(Coordinate labeling data)
** Start **

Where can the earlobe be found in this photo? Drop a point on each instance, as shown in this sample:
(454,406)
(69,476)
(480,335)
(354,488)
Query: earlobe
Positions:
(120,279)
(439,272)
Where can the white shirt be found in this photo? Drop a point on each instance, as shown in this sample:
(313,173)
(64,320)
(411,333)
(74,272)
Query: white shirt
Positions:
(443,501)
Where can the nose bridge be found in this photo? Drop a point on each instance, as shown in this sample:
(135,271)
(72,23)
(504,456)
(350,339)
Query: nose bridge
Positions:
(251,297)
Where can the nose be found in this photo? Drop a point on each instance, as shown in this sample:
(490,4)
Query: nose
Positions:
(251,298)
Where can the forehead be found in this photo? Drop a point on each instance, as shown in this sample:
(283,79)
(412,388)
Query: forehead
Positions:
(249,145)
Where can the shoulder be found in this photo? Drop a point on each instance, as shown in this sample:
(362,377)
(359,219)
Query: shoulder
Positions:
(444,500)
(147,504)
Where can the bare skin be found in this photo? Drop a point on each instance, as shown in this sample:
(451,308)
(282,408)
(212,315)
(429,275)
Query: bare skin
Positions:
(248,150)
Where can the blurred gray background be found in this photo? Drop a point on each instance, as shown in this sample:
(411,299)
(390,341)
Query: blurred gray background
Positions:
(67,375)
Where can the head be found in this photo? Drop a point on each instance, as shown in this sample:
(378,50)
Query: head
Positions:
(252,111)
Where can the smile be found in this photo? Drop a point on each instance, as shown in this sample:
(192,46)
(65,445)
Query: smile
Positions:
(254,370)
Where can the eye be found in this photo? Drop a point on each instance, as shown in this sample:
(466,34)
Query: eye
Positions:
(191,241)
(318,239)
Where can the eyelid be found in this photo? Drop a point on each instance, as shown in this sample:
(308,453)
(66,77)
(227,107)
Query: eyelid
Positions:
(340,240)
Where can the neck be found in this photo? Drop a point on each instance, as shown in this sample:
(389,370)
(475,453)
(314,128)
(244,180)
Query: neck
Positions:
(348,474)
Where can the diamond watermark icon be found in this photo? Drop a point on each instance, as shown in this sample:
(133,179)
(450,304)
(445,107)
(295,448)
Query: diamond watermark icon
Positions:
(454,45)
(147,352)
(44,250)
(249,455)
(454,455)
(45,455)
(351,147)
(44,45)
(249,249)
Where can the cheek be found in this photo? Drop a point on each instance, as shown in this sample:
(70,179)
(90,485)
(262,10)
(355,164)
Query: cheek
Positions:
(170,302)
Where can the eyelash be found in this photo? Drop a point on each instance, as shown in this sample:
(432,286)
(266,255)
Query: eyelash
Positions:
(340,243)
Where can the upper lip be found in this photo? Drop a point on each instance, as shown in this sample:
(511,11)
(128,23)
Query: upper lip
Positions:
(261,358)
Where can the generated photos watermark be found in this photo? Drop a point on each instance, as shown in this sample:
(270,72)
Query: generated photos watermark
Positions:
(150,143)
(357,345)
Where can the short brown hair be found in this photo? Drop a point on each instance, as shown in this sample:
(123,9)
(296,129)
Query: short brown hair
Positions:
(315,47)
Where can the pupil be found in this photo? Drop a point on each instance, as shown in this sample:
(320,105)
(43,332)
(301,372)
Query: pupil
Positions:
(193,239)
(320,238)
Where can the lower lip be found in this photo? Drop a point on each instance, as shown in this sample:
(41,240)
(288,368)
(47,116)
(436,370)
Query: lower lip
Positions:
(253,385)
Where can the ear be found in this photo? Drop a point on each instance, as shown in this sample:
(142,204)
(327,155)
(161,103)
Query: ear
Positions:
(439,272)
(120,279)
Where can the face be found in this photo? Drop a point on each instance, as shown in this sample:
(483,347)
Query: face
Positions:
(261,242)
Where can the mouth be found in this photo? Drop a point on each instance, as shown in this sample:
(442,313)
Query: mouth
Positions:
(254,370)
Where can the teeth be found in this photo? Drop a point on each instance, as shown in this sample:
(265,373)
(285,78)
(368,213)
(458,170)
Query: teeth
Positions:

** End **

Swap "Drop a point" for "Place a marker" throughout the entries above, leaving every other line and character unchanged.

Where can the earlobe be found in this photo? Place a marker on each instance, as shown in this sample:
(454,406)
(69,476)
(480,335)
(354,488)
Query: earlobe
Positions:
(120,279)
(439,272)
Where can the white shirt be found in this photo? Place a marker on each instance, as shown in this sample:
(313,173)
(64,320)
(411,333)
(74,272)
Query: white shirt
Positions:
(443,501)
Where can the nose bridge be found in this photo? Place a marker on each instance, as shown in this sample:
(135,271)
(72,23)
(504,456)
(350,339)
Query: nose bridge
Positions:
(251,297)
Where can the nose be found in this photo? Place a marker on each instance, as shown in this sample:
(490,4)
Query: nose
Positions:
(251,298)
Where can the forehead be found in this photo? Place a marker on each instance, as shown in this sample:
(283,79)
(412,388)
Query: forehead
Positions:
(249,145)
Where can the shoulder be found in this photo? Place a marker on each instance, as shown in this sample:
(362,377)
(359,219)
Query: shoulder
Positions:
(444,500)
(147,504)
Where can the bare skin be found in this photo? Place a marker on each instance, as shown in this sample:
(451,308)
(282,408)
(212,315)
(429,275)
Query: bare skin
Positions:
(248,150)
Where can the blurred gray background be found in this photo? Place a marker on each instance, as shown in this sample:
(411,299)
(390,341)
Query: blurred gray background
Positions:
(67,375)
Where can the head be found in this photo? Place a marker on each instance, as shown in this sample:
(378,50)
Query: head
Positions:
(252,111)
Where can the smile be found in this photo? Place a marker on each instance, as shown in this sample:
(192,46)
(65,445)
Query: smile
Positions:
(254,370)
Where can the eye be found in this photo? Place a marker on each instance, as shown in this sample:
(466,34)
Query: eye
Positions:
(191,241)
(318,239)
Where can the eyelid be found in this photo? Place a marker on each instance, as shown in this sample:
(308,453)
(66,77)
(227,107)
Query: eyelid
Positions:
(340,240)
Where can the neck be found in this photo? Place a marker on each instance, as shown in this sample:
(389,370)
(475,453)
(314,128)
(244,180)
Query: neck
Positions:
(348,474)
Where can the diamond watermark icon be found in this photo? Place a marker on each instance, as shown in this sample:
(133,179)
(450,304)
(445,107)
(295,448)
Query: diamond watermark icon
Positions:
(454,45)
(147,352)
(44,250)
(249,455)
(454,455)
(45,455)
(351,147)
(44,45)
(249,249)
Where can the cheek be found in this photo? Place a marker on each instance, as shown in this sample:
(70,179)
(90,485)
(262,10)
(355,164)
Query: cheek
Positions:
(170,302)
Where can the eyelash be found in this photo? Place a marker on each instance, as shown in this sample:
(432,286)
(266,255)
Query: eyelash
Positions:
(340,243)
Where can the upper lip be found in this photo? Place a marker on each instance, as shown in this sample:
(511,11)
(128,23)
Query: upper lip
Positions:
(261,358)
Where can the generated photos watermark be found in this photo? Place a marker on each instance, as shown in this sample:
(270,72)
Query: generated photos watermark
Positions:
(150,143)
(357,345)
Where can the short brown hair be found in this photo? Place a marker on each instance, as shown in this sample:
(123,9)
(296,129)
Query: short brown hair
Positions:
(315,47)
Where can the pupil be found in this photo? Place a marker on each instance, as shown in this sample:
(320,105)
(43,332)
(301,372)
Query: pupil
Positions:
(193,239)
(320,238)
Where can the lower lip be found in this photo? Place a marker on each instance, as shown in this sample:
(41,240)
(288,368)
(47,116)
(436,370)
Query: lower lip
Positions:
(253,385)
Where can the ear be found in this photo? Place a marker on each instance, as shown in this sample:
(142,204)
(327,155)
(161,103)
Query: ear
Positions:
(439,272)
(120,279)
Where can the face be found in this photo? Place a marker on each instance, as shown in this sample:
(483,347)
Query: face
Positions:
(261,242)
Where can the mouth be found in this photo? Place a marker on each instance, as shown in this sample:
(442,313)
Query: mouth
Positions:
(254,370)
Where can the teeth be found in this photo? Place a marker on each instance, as shown in this sample:
(265,373)
(285,78)
(368,213)
(458,170)
Query: teeth
Positions:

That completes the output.